* [Extracted text]:

## Begin

The rear step of Jones’s garbage truck punctured the radiator of Gilliam’s garbage
truck, causing more than $13,000 in damage to Gilliams’ truck. The collision rendered
Gilliam’s garbage truck inoperable, and it needed to be towed. Bruce Matzdorf, the City’s
Department of Public Works’ Streets and Sanitation Leadman, upon learning of the
collision, went to the Transfer Station. Matzdorf took Jones, who is white, for a postaccident drug test. He did not take Gilliam, who is African-American, for a post-accident
drug test. Both Jones and Gilliam gave the City written statements regarding the accident.
The City obtained video of the accident from Waste Management’s cameras. Sandra
Rohrick, the City’s Director of Human Resources and Labor Relations, spoke with Tom
Ross, who was in Gilliam’s garbage truck at the time of the collision, and Jason Brill, who
was the other member of Jones’s sanitation crew on June 8, 2017.

## End

* [Prompt a]: From the listing below, extract every line verbatim, starting with the line that contains "For every instance of the silhouetted" and going on through the final line of the listing.

* [Entries]:
## Begin

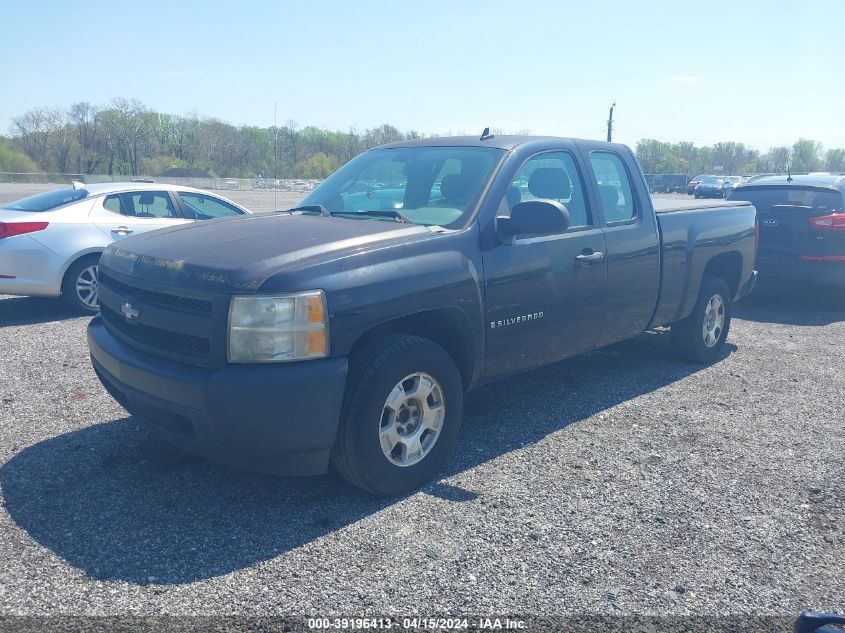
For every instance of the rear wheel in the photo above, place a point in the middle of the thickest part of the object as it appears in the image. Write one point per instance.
(401, 417)
(80, 287)
(701, 336)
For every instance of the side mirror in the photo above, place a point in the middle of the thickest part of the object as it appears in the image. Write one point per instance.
(534, 217)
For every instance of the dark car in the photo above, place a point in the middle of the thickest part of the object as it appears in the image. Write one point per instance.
(692, 184)
(802, 226)
(712, 187)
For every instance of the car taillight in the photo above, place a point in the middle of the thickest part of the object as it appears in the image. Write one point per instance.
(832, 222)
(9, 229)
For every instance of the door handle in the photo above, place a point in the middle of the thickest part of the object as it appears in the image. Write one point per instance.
(587, 259)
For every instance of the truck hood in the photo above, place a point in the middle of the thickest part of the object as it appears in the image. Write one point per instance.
(232, 255)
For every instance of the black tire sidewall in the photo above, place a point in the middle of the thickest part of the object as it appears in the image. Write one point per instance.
(378, 378)
(69, 295)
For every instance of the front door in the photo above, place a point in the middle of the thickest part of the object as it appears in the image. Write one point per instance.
(546, 296)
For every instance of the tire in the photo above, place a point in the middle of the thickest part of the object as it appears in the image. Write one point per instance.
(394, 369)
(79, 286)
(714, 309)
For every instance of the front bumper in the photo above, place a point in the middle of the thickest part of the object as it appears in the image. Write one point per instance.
(280, 418)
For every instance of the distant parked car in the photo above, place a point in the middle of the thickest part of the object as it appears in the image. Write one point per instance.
(50, 243)
(670, 183)
(802, 226)
(692, 184)
(712, 187)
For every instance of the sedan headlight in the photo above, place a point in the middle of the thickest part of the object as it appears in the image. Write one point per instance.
(274, 329)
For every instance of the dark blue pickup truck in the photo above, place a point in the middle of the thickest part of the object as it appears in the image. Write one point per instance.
(347, 331)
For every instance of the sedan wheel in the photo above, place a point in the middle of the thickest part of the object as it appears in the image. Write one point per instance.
(87, 290)
(81, 286)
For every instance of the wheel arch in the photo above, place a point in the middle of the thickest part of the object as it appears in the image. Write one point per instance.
(726, 266)
(95, 250)
(448, 327)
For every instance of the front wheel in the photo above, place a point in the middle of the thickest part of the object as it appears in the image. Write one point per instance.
(701, 336)
(80, 287)
(401, 417)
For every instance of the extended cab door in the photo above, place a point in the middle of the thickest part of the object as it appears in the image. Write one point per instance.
(631, 239)
(120, 215)
(546, 295)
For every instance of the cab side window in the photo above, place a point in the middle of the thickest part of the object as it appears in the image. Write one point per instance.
(615, 191)
(552, 176)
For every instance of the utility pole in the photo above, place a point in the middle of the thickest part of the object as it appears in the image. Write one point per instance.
(610, 124)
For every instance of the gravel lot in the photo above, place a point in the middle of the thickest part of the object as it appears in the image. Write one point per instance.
(620, 482)
(624, 481)
(256, 200)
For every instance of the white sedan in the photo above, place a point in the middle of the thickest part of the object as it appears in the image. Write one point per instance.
(50, 243)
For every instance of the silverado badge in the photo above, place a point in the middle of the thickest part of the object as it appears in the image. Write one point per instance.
(129, 312)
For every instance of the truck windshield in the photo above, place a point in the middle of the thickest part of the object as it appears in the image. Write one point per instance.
(426, 185)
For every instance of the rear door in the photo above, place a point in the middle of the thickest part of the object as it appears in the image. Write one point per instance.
(545, 295)
(793, 226)
(128, 213)
(633, 248)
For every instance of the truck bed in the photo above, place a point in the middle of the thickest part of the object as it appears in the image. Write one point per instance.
(665, 205)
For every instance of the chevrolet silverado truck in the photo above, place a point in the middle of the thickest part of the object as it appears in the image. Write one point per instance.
(346, 332)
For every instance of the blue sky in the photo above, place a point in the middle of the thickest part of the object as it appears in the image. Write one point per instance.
(764, 73)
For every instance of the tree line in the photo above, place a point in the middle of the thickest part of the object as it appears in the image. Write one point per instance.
(127, 138)
(658, 157)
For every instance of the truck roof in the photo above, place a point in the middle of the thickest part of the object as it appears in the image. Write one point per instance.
(504, 141)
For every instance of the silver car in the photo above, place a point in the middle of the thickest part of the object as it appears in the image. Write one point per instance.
(50, 243)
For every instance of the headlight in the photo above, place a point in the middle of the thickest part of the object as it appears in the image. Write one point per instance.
(273, 329)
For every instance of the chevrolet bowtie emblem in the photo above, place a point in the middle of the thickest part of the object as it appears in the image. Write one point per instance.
(129, 312)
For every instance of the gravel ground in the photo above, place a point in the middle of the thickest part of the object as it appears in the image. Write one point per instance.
(620, 482)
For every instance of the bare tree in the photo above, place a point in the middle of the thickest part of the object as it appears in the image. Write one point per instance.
(83, 116)
(32, 132)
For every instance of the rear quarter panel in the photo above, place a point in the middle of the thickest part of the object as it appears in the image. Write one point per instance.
(690, 240)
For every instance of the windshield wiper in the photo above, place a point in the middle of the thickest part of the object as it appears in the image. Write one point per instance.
(314, 208)
(377, 213)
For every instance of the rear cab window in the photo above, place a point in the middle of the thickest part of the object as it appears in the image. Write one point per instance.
(551, 176)
(614, 185)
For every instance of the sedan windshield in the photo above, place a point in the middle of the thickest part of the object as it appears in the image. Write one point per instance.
(47, 201)
(422, 185)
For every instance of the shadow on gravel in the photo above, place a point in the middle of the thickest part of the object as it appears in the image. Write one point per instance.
(29, 310)
(792, 304)
(116, 503)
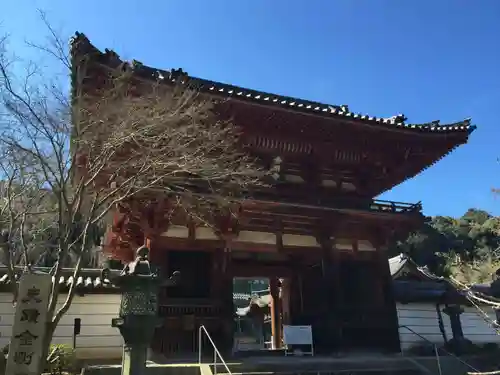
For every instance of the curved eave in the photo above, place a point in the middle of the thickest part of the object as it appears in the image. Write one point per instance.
(81, 46)
(421, 167)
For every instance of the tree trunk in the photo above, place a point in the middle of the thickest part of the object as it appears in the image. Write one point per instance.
(47, 340)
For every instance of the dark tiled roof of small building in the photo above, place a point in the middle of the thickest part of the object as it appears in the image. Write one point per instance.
(80, 45)
(89, 281)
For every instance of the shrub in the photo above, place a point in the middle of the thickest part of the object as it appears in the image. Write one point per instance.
(61, 358)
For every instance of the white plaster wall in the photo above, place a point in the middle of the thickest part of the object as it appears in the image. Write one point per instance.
(422, 318)
(97, 338)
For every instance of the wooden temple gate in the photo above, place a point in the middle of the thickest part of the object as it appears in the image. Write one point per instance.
(317, 224)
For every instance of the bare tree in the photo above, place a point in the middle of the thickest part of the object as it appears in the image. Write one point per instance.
(82, 156)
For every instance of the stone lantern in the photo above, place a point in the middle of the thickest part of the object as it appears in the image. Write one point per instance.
(138, 316)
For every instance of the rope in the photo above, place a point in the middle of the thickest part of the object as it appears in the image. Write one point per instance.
(470, 295)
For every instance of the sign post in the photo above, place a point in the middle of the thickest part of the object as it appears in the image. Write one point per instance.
(29, 324)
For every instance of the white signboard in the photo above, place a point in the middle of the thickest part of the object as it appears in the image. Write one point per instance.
(298, 335)
(29, 324)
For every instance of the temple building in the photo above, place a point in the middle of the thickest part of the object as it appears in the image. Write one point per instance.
(320, 227)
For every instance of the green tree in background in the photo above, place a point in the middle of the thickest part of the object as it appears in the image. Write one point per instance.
(467, 247)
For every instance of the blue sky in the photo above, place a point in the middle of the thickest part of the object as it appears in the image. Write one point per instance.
(429, 59)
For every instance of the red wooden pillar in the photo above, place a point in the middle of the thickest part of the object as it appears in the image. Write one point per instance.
(275, 308)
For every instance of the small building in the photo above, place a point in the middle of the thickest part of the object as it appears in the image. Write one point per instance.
(421, 299)
(96, 302)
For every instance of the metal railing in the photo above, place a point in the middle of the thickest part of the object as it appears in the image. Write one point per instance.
(436, 352)
(203, 331)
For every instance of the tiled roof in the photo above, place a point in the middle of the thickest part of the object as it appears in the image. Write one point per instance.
(81, 44)
(89, 281)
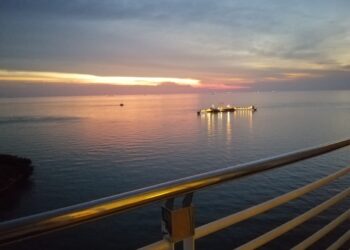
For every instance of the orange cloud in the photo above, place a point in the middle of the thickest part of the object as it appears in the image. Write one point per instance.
(58, 77)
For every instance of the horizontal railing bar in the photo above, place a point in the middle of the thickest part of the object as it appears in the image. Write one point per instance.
(339, 242)
(322, 232)
(278, 231)
(240, 216)
(69, 216)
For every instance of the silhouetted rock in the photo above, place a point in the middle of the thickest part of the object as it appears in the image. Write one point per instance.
(13, 170)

## End

* [Prompt b]: Copy the entire passage about the garbage truck collision above, word for word.

* [Worked answer a]:
For every instance of the silhouetted rock in the photo above, place a point in the middle of the thickest part of the object as it appears in the image. Write one point per instance.
(13, 170)

* [Worked answer b]:
The rear step of Jones’s garbage truck punctured the radiator of Gilliam’s garbage
truck, causing more than $13,000 in damage to Gilliams’ truck. The collision rendered
Gilliam’s garbage truck inoperable, and it needed to be towed. Bruce Matzdorf, the City’s
Department of Public Works’ Streets and Sanitation Leadman, upon learning of the
collision, went to the Transfer Station. Matzdorf took Jones, who is white, for a postaccident drug test. He did not take Gilliam, who is African-American, for a post-accident
drug test. Both Jones and Gilliam gave the City written statements regarding the accident.
The City obtained video of the accident from Waste Management’s cameras. Sandra
Rohrick, the City’s Director of Human Resources and Labor Relations, spoke with Tom
Ross, who was in Gilliam’s garbage truck at the time of the collision, and Jason Brill, who
was the other member of Jones’s sanitation crew on June 8, 2017.